═════ DATA RECORDS ═════
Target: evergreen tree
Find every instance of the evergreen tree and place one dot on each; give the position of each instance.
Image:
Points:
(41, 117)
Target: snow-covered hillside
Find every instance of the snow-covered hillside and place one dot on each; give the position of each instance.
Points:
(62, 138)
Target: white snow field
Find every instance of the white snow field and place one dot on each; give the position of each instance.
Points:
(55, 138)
═════
WORK ORDER: For the records given here, say how many lines hold the string "evergreen", with no further words.

EXERCISE SOLUTION: 2